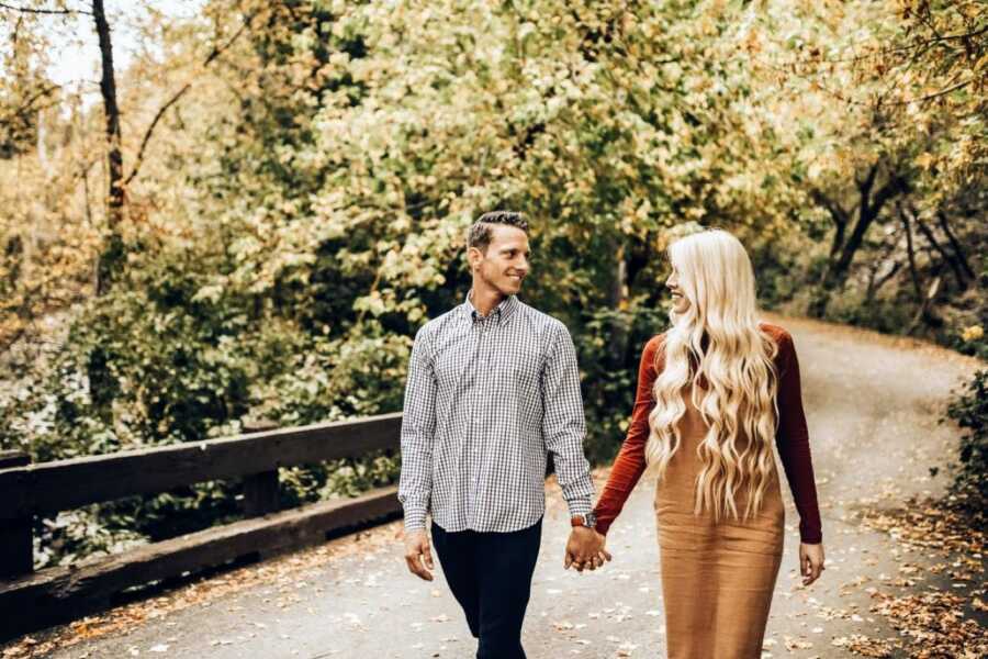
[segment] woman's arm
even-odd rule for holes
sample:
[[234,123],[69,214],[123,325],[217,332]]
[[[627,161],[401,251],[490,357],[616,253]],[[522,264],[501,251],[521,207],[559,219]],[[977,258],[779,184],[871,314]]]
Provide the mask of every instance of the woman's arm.
[[653,337],[645,344],[638,367],[638,390],[635,395],[635,407],[631,411],[631,424],[621,444],[621,450],[614,460],[610,477],[604,485],[604,492],[594,509],[597,515],[597,530],[604,535],[610,524],[625,507],[625,501],[638,483],[645,470],[644,449],[649,442],[649,413],[652,411],[652,386],[658,377],[655,355],[662,346],[663,336]]
[[802,391],[799,381],[799,359],[793,337],[783,332],[778,337],[778,432],[775,444],[782,458],[789,490],[799,512],[799,537],[816,545],[823,540],[820,527],[820,510],[817,505],[817,481],[810,456],[809,433],[802,411]]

The request: Rewrite all of the data above without the pictures, shifting every polygon coordinate in the answers by adding 66 to it. Keep the requests in as well.

Correct response:
[segment] woman's arm
even-odd rule for holes
sample:
[[234,123],[69,214],[123,325],[217,332]]
[[[627,161],[401,251],[490,357],[616,253]],[[522,264],[501,251],[521,207],[559,219]],[[977,258],[779,184],[871,314]]]
Provide the mask of every instance of the woman's arm.
[[719,403],[711,410],[704,433],[704,456],[701,461],[701,473],[697,477],[697,490],[687,510],[687,516],[680,526],[676,543],[670,551],[670,558],[660,575],[663,581],[663,596],[670,601],[676,590],[691,573],[691,567],[704,549],[711,536],[710,515],[715,508],[715,479],[718,477],[718,452],[724,443],[721,421],[728,412],[729,402]]
[[868,457],[865,447],[865,425],[859,403],[849,398],[844,403],[844,498],[841,510],[848,524],[855,556],[865,578],[865,603],[882,611],[889,606],[886,593],[886,576],[883,571],[883,547],[876,522],[875,499],[868,477]]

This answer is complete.